=== PROVIDED DATA ===
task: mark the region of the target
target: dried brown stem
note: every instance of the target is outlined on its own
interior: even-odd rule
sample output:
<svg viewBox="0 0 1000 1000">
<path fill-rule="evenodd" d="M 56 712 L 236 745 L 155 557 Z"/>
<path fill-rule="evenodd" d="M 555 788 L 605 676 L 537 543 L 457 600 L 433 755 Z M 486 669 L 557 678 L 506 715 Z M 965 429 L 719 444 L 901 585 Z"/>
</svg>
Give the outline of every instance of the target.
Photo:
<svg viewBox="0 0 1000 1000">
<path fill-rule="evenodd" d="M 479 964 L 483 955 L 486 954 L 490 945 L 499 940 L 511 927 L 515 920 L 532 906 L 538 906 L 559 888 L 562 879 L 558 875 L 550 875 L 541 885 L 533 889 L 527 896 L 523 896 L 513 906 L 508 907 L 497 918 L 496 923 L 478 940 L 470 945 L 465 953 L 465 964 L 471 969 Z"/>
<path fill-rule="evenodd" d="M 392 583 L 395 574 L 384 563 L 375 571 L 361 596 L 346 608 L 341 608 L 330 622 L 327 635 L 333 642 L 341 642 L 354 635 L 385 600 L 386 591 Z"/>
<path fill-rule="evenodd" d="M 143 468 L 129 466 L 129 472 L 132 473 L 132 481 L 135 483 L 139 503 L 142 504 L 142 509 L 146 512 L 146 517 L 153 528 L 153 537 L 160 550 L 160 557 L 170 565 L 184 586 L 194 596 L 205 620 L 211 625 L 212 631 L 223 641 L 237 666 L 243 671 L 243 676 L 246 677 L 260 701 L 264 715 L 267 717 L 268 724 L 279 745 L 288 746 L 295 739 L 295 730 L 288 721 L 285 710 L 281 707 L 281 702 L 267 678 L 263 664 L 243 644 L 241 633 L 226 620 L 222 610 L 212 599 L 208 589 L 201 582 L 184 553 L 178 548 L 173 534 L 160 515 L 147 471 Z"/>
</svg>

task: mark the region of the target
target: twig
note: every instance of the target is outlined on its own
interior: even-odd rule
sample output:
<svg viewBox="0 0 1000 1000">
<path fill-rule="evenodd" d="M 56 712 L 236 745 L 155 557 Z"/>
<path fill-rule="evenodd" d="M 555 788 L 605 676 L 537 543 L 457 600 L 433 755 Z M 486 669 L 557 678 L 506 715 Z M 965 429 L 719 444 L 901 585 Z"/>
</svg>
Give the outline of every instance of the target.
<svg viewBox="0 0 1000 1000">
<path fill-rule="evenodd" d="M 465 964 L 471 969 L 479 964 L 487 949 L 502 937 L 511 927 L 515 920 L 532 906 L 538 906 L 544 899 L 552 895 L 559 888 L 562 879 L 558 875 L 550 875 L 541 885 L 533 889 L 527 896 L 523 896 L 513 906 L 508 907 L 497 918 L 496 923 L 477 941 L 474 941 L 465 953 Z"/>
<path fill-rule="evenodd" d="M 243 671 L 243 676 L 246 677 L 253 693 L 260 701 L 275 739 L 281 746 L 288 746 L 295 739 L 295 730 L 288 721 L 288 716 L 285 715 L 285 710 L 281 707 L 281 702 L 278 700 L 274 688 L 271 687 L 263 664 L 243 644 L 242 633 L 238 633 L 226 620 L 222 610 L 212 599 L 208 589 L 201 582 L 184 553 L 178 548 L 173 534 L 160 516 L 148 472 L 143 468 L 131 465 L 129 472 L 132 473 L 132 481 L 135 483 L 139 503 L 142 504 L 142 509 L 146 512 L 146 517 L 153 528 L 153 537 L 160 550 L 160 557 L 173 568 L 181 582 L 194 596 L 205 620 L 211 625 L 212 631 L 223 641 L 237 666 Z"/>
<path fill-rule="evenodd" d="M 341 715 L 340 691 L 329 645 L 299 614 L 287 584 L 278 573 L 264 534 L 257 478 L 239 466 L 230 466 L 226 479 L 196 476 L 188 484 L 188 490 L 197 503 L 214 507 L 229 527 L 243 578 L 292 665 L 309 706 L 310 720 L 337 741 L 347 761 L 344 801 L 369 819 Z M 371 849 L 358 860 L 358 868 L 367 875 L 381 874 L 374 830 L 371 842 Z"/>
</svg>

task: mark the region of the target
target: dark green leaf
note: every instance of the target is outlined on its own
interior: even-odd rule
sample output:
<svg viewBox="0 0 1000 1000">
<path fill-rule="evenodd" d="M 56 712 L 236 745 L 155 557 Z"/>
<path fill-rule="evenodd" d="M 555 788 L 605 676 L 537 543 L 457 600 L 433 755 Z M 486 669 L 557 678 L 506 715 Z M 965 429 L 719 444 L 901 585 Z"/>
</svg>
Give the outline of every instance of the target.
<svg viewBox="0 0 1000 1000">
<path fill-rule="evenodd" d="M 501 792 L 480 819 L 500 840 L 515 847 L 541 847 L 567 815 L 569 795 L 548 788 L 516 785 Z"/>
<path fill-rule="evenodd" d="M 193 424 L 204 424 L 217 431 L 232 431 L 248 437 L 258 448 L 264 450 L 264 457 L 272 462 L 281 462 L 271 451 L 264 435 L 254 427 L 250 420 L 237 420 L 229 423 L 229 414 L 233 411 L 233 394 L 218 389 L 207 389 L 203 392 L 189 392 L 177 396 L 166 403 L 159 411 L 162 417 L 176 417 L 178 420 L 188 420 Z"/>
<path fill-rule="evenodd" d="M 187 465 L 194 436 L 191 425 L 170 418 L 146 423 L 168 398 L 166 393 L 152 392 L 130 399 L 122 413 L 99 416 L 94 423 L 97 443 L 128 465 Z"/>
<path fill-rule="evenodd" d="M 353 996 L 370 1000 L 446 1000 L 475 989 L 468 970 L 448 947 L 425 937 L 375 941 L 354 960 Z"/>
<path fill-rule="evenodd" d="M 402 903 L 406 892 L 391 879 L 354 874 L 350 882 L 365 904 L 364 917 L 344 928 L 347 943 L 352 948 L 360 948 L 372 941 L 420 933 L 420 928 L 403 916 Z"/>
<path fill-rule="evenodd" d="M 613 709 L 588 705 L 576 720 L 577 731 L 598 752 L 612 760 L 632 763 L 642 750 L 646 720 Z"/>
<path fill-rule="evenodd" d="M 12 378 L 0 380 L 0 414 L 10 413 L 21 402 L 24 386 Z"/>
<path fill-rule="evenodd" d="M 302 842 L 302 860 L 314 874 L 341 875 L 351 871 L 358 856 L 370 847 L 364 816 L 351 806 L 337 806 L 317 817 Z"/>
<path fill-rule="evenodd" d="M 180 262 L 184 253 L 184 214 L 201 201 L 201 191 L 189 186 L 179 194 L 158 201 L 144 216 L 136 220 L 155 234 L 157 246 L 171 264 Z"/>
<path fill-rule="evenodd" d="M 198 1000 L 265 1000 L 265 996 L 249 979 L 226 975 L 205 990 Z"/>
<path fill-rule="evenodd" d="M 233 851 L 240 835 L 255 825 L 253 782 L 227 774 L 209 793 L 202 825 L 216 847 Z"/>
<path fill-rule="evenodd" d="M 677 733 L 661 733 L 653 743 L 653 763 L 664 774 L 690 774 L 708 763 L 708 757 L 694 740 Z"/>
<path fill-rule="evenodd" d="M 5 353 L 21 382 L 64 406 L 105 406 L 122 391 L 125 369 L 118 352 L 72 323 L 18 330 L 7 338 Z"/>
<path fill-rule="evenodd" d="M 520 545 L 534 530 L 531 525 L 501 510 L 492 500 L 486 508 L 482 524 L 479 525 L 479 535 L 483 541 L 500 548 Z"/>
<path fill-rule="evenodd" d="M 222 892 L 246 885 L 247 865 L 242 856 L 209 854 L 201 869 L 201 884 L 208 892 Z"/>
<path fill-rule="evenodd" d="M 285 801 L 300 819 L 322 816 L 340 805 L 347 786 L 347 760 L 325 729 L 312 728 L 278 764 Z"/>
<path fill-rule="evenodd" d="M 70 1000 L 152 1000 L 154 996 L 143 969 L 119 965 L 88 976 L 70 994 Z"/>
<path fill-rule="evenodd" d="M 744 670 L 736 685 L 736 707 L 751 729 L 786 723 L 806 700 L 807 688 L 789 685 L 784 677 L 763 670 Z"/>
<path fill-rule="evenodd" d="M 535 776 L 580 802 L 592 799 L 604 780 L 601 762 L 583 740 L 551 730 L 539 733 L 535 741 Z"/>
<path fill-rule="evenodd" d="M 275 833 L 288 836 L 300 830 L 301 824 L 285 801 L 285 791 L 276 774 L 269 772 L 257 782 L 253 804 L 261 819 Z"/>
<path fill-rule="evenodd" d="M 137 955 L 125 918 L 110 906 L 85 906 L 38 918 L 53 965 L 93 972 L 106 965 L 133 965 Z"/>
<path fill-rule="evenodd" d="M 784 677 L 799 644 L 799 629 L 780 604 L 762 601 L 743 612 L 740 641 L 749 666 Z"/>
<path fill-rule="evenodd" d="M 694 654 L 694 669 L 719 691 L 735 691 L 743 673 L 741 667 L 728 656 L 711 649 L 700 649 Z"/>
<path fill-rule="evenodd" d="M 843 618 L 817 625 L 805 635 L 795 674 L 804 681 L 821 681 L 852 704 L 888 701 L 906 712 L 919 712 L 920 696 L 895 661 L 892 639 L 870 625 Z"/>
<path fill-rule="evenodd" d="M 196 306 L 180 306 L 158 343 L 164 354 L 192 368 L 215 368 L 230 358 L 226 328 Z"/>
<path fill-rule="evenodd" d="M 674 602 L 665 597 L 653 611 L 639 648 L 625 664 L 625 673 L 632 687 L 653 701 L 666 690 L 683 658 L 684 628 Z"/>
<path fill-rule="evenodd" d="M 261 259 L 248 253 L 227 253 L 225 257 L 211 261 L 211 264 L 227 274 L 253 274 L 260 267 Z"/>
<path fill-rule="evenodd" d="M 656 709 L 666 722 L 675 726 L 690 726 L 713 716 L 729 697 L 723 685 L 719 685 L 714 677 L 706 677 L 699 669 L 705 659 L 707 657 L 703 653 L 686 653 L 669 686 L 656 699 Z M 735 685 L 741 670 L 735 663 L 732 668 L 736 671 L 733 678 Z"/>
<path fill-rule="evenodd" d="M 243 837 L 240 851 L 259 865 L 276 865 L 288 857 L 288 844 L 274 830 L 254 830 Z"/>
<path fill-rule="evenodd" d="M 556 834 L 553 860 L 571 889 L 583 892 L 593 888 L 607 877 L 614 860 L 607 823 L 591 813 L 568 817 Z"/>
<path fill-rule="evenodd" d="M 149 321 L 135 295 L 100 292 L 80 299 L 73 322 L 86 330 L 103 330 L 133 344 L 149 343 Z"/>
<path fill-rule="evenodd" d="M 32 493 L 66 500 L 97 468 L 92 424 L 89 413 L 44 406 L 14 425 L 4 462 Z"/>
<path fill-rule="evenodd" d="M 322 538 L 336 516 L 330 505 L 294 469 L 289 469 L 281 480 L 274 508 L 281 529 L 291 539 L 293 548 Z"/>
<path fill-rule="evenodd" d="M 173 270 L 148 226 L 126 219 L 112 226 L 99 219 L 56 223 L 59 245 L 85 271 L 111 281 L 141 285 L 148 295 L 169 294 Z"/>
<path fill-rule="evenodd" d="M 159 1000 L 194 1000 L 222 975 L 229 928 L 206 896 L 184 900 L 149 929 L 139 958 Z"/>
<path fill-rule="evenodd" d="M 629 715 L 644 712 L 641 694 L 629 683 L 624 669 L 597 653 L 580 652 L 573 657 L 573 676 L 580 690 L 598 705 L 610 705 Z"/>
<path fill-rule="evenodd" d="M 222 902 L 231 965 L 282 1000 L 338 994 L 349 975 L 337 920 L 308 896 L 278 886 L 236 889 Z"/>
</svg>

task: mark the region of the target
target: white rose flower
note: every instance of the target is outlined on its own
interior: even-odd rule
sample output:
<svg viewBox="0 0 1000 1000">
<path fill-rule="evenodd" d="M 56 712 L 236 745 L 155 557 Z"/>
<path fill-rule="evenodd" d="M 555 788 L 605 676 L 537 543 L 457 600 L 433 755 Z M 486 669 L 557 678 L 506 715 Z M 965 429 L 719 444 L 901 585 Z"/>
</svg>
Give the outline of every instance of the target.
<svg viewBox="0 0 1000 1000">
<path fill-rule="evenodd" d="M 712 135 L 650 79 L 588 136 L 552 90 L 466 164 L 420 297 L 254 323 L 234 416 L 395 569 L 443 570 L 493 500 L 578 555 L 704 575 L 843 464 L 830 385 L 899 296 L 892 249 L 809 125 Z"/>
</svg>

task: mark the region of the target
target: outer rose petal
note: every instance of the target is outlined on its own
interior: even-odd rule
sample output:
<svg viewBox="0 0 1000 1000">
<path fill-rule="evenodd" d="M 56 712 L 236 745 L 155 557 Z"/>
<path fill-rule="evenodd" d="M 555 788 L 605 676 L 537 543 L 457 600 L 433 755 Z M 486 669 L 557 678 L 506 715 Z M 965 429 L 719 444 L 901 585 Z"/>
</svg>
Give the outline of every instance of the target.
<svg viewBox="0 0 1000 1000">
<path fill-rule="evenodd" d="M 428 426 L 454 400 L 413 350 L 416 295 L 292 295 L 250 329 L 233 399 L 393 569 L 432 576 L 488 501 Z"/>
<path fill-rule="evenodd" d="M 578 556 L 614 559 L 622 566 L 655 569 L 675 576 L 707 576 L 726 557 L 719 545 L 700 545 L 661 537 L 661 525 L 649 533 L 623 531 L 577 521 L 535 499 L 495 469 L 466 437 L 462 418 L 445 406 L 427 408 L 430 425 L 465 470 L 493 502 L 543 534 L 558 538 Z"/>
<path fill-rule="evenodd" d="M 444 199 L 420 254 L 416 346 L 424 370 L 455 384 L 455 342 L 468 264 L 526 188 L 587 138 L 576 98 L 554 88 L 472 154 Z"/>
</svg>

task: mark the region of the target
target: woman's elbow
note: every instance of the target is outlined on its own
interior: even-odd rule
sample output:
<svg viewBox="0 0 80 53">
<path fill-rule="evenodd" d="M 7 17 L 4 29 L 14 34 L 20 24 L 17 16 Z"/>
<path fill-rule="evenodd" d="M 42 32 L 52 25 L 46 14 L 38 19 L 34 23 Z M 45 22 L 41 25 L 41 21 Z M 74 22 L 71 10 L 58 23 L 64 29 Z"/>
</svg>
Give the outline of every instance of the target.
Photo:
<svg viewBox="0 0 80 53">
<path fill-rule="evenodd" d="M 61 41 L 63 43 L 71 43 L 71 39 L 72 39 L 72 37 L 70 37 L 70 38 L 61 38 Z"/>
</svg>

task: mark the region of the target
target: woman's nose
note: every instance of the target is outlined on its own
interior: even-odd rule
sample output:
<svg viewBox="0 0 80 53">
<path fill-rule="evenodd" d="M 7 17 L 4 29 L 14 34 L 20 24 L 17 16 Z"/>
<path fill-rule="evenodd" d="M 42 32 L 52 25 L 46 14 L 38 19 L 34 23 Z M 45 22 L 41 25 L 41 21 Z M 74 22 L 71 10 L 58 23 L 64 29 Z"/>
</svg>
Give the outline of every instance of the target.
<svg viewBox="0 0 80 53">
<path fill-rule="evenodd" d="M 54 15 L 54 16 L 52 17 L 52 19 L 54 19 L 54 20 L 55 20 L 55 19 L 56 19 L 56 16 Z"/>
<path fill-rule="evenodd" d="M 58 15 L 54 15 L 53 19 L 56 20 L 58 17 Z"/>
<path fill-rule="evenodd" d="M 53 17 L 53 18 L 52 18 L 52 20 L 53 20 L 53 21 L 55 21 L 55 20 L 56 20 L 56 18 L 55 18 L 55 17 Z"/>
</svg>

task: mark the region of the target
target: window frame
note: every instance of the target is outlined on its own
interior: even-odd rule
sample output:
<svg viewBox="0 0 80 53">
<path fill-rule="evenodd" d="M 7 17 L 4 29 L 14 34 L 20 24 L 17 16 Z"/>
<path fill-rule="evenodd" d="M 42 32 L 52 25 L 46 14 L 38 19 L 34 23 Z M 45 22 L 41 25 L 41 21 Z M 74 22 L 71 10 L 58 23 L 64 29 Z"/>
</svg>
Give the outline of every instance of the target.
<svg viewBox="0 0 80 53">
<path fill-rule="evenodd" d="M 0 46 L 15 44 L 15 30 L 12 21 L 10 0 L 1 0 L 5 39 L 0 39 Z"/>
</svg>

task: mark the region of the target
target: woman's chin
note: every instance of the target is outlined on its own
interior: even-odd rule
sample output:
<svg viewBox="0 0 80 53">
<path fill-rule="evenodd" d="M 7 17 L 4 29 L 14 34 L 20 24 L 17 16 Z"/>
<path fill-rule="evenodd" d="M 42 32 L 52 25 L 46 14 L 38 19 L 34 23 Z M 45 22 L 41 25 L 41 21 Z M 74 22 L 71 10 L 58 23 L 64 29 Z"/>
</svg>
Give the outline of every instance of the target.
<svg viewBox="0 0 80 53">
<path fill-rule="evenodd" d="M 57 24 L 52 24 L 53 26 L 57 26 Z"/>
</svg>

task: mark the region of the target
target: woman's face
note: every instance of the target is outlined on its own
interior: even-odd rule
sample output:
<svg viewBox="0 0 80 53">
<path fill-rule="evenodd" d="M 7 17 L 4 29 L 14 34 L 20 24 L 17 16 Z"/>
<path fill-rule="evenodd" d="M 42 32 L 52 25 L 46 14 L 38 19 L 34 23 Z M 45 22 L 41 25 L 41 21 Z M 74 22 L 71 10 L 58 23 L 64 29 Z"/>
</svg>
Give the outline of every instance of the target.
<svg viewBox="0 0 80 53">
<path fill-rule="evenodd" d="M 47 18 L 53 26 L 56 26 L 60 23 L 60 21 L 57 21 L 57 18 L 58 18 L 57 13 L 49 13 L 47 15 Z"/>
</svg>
===
Copy out every line of the listing that contains the string "rose".

target: white rose flower
target: outer rose petal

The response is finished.